→ **SOURCE DOCUMENT**
— Begin —

LPGA ready for major challenge of Olympia Fields

SHARE LPGA ready for major challenge of Olympia Fields
SHARE LPGA ready for major challenge of Olympia Fields

In hindsight, it might have made more sense to play the Women’s PGA Championship at fescue-laden Erin Hills, a marvelous but new course that produced a U.S. Open that left many golf fans unsatisfied. Erin Hills wiped out a cache of superstars before the weekend, then yielded low scores to relative unknowns.

But hats off to the USGA for thinking outside the box and taking on another new venue, rather than returning the U.S. Open to Olympia Fields, where Jim Furyk won in 2003.

Meanwhile, the KPMG Women’s PGA will begin Thursday at historic Olympia Fields. And good for the women. They’re excited to be on a course that has hosted four men’s majors. And golf fans should be intrigued.

— End —

(Recorded data)

— Begin —

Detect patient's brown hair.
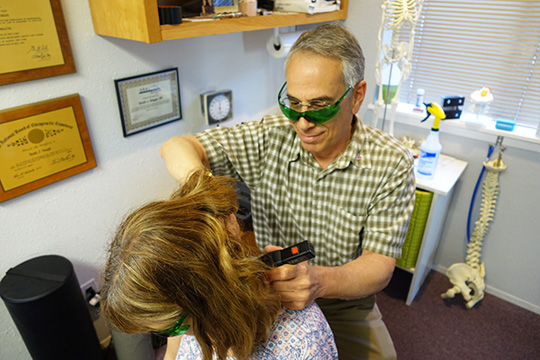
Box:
[101,171,280,359]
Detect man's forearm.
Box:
[159,136,208,184]
[313,250,396,299]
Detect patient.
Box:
[101,170,337,360]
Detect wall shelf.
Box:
[89,0,348,43]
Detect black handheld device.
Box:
[259,240,315,267]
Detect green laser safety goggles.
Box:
[278,82,353,124]
[152,312,189,337]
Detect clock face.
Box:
[208,94,231,121]
[201,90,233,125]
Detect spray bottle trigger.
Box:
[420,103,431,122]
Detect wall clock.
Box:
[201,90,233,125]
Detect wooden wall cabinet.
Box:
[89,0,349,43]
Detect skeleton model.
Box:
[373,0,424,135]
[441,148,506,309]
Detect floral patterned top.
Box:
[176,303,338,360]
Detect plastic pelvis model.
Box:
[441,155,506,309]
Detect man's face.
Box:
[285,52,365,168]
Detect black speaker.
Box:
[441,95,465,120]
[0,255,104,360]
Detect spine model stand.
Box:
[373,0,424,135]
[441,139,506,309]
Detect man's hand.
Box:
[264,245,319,310]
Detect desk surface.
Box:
[414,154,467,195]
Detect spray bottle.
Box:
[416,103,446,179]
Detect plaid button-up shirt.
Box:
[195,115,415,266]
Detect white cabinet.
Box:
[400,154,467,305]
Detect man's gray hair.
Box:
[284,21,364,87]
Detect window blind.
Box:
[400,0,540,128]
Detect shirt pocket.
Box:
[323,206,366,266]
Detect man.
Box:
[161,23,415,359]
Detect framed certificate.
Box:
[0,94,96,202]
[0,0,75,85]
[114,68,182,137]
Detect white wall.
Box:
[0,1,540,360]
[0,1,284,360]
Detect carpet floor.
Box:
[377,269,540,360]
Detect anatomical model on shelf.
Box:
[441,155,506,309]
[373,0,424,135]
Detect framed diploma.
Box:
[0,0,75,85]
[0,94,96,202]
[114,68,182,137]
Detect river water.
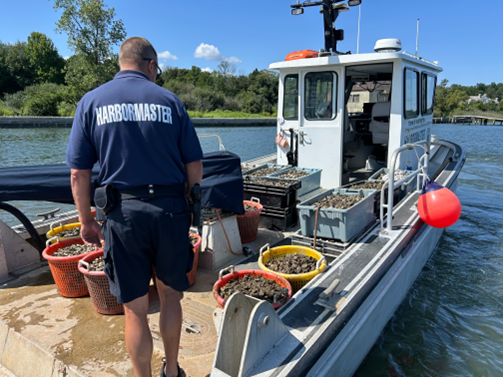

— End —

→ **REQUIRED TASKS**
A – In the Olympia Fields golf article, who won the U.S. Open at Olympia Fields in 2003?
B – Please carry on the Olympia Fields golf article from its final sentence.

→ **ANSWERS IN ORDER**
A – Jim Furyk won the U.S. Open at Olympia Fields in 2003.

B –
“Having the history of the men playing here, it’s a big deal for us to be here,’’ said Stacy Lewis, who, like Phil Mickelson, has a sponsorship agreement with KPMG, an auditing/tax advisory firm. “That was one of the stipulations I gave KPMG. We need to be on golf courses we historically have not played. Sahalee last year was unreal. It was probably one of the hardest setups we had all year. It truly tested all your game. And I’m sure we’ll get that again this year.’’

The Women’s PGA will be played at Kemper Lakes in 2018 and at Hazeltine in 2019, two more courses that have hosted men’s majors.

Will Chicago embrace the women’s game this week? We’ll find out.

Olympia Fields is more spectator-friendly than rugged Erin Hills. It’s also closer to the potentially huge golf-fan base of Chicago.

This is a big year for spectator golf in the Chi-waukee corridor, with the Women’s PGA sandwiched between Erin Hills and the BMW Championship, coming up in September.

The field here is as good as it gets. The top 100 players on the LPGA money list all will be competing at the 6,588-yard, par-71 Olympia Fields North Course.

Lexi Thompson, who has won once and finished second three times in her last six LPGA starts, has been set as an 8-1 favorite by Ladbrokes.com.

That streak began with the year’s first major, the ANA Inspiration (formerly known as the Dinah Shore), which she lost in a playoff March 30 after a controversial four-stroke penalty for marking her ball improperly.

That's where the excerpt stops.